* Begin Text passage *

What the Soviets did to the Finns

17th September 2004 at 01:00
Years ago when I was working at the United Nations headquarters in New York, my Finnish colleagues told stories about the economic oppression they suffered at the hands of their Soviet neighbours. One of these tales started to haunt me recently.

One year, the Russians told the Finns that they needed shirts, and placed an order for 500,000. The delighted Finns built a factory, trained the staff, brought in the equipment and materials and produced the shirts.

Well, you've guessed it - that was the first and last order they were given. Does this strike a chord in some colleges? Well, perhaps just a tiny echo, certainly for colleges in west London who enthusiastically expanded student numbers in line with government strategy last year, but who have now been told to cut back drastically.

I am sure that to ministers this must seem most ungrateful. After all, the sector has received additional funds this year. But this money was allocated to improve lecturers' salaries, quality of teaching and leadership, and, in London, to recognise higher costs.

Last year, adult basic skills were a priority - expand to meet demand, we were told. So we did, recruiting more teachers and taking on several hundred additional part-time adults, mainly refugees and asylum-seekers.

But that was last year. It is hugely disappointing that our contract for this year funds 500 fewer adults than we enrolled last year. It will fund 44 fewer full-time equivalent adults than our original contract for last year. How can we meet local and national targets if our contract is for fewer students each year?

Like many, our college has responded enthusiastically to calls to develop pre-16 vocational programmes. Our new skills centre in Feltham was inspired by two local headteachers who saw the importance of vocational opportunities for their pupils. It's a successful partnership between the borough, the British Airports Authority, the local learning and skills council and the college. But now we simply don't know whether there will be funds for the programme beyond this year. This makes planning difficult and worries our partner schools.

This year, the LSC's priority is 16-18 expansion. That should be fine, but we are told that we can only expand for 16 to 18-year-olds at the expense of adult learners. Just to remind you what an adult learner is: someone who is 19 or over. Now by foolishly going ahead with the expansion of 16 to 18s, especially those who come to us at 16 or 17 with very few qualifications, we have created groups of students who have become 19 and are no longer a priority.

* End Text passage *

→ **Requests**
1. Answer these questions from the article:
(a) How many shirts did the Russians order from the Finns?
(b) In what place is the college's new skills centre?
(c) What age makes someone an adult learner, according to the article?
2. Reproduce the article word for word between "Like many, our" and "our partner schools.", inclusive.
The data comes from a separate source and has no tie to the article.

* Begin Given material *

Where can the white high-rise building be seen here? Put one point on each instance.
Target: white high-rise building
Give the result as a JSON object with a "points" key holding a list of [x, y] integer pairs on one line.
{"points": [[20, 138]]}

* End Given material *

→ **Responses in order**
1.
(a) 500,000
(b) Feltham
(c) 19 or over

2.
Like many, our college has responded enthusiastically to calls to develop pre-16 vocational programmes. Our new skills centre in Feltham was inspired by two local headteachers who saw the importance of vocational opportunities for their pupils. It's a successful partnership between the borough, the British Airports Authority, the local learning and skills council and the college. But now we simply don't know whether there will be funds for the programme beyond this year. This makes planning difficult and worries our partner schools.